Task objective: Within the entries below, find each line containing the word "building" and copy it.

Stored data entries:
========================================
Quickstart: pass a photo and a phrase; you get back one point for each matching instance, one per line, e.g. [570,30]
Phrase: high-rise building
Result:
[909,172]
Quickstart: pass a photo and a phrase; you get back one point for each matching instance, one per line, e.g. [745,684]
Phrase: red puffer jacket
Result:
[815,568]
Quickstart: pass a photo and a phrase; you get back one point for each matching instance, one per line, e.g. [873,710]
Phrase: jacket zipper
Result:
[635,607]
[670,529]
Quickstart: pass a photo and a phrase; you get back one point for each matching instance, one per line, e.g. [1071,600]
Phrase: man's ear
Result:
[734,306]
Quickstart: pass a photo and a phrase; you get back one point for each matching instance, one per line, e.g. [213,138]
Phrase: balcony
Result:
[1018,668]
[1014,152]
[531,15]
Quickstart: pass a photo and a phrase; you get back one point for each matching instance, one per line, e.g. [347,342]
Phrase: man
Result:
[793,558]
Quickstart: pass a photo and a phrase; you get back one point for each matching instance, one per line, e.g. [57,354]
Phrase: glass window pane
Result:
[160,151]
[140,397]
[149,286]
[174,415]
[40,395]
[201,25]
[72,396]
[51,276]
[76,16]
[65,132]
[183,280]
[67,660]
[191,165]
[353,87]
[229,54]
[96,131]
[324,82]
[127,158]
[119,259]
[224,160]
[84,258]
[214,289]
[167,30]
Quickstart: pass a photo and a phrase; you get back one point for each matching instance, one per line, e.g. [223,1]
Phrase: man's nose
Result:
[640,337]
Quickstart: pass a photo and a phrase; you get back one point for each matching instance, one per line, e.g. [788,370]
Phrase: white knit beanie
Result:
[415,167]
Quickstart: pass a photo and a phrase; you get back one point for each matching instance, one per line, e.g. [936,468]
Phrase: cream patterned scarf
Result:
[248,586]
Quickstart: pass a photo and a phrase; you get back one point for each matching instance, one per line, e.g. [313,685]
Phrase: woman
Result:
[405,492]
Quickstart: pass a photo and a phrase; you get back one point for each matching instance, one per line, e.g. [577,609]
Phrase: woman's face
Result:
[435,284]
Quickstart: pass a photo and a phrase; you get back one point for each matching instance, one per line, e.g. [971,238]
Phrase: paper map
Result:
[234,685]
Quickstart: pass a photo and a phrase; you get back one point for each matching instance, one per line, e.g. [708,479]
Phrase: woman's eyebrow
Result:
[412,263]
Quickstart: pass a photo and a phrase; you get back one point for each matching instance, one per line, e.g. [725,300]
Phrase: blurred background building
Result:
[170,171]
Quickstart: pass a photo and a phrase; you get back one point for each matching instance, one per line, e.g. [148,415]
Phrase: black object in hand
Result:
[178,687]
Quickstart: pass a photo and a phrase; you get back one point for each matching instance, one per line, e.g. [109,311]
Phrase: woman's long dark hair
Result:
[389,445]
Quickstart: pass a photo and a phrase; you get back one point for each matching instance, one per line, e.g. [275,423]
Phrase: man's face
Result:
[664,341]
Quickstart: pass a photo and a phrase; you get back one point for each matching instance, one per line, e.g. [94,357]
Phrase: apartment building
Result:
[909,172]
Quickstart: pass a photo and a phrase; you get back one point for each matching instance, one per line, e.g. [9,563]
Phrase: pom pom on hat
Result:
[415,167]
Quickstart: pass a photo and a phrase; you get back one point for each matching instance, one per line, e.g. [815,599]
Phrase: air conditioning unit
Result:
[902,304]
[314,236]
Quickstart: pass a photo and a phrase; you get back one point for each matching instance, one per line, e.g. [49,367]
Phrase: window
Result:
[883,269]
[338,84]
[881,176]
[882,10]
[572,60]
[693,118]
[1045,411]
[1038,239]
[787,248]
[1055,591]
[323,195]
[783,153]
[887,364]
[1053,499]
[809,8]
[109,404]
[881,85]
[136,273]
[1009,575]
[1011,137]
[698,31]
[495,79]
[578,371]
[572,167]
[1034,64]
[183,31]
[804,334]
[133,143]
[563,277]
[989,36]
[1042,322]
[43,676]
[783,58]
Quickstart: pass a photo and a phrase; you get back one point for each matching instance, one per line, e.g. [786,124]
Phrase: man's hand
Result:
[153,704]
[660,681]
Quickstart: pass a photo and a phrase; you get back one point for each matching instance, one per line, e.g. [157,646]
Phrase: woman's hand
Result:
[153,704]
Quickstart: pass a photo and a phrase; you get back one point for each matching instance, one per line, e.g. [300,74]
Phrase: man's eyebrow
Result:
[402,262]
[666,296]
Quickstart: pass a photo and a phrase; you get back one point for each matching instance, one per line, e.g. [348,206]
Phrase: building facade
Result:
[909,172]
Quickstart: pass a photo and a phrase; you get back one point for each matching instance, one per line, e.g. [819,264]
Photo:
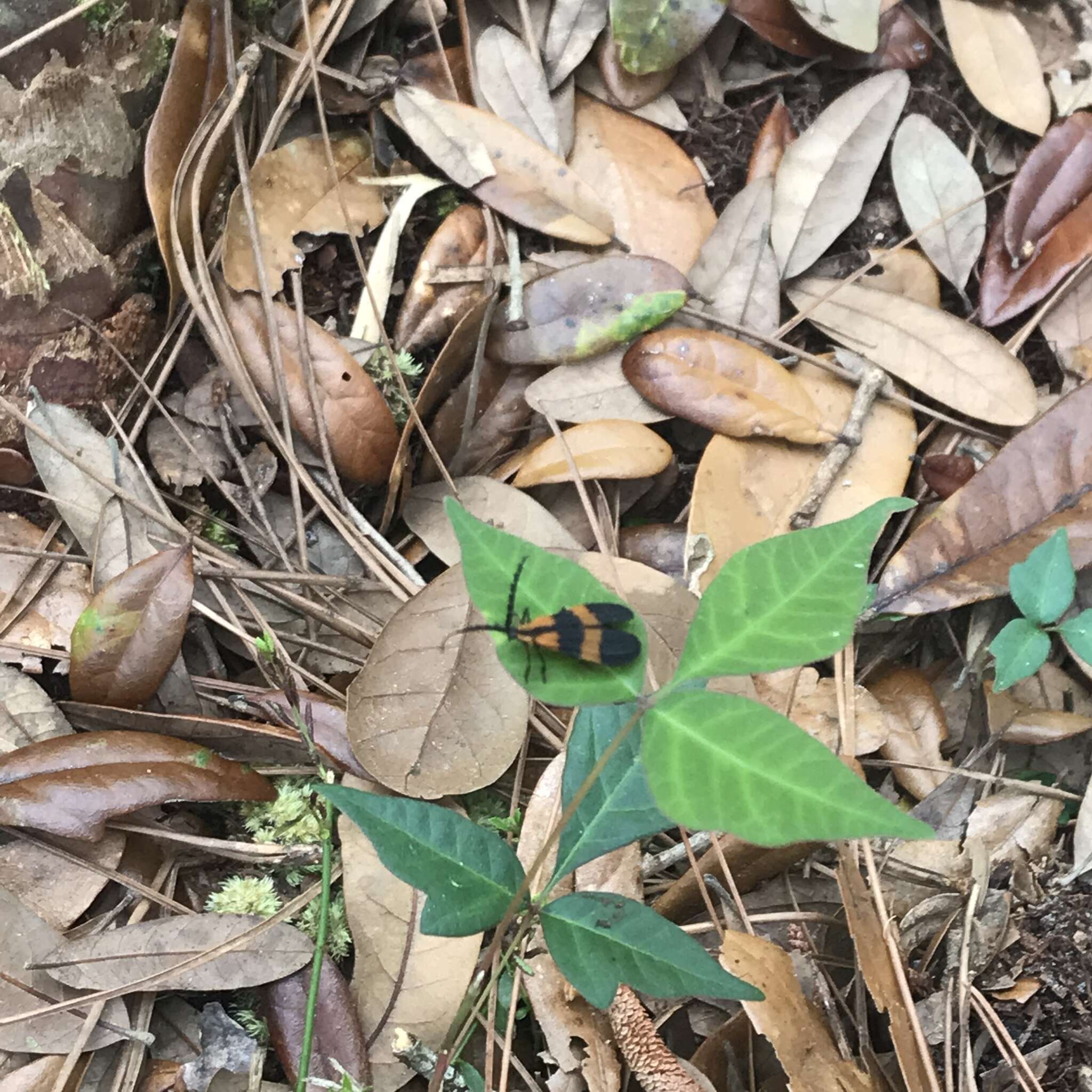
========================================
Reply:
Phrase: high-rise building
Phrase: blurred background building
Phrase: apartment building
Phrase: building facade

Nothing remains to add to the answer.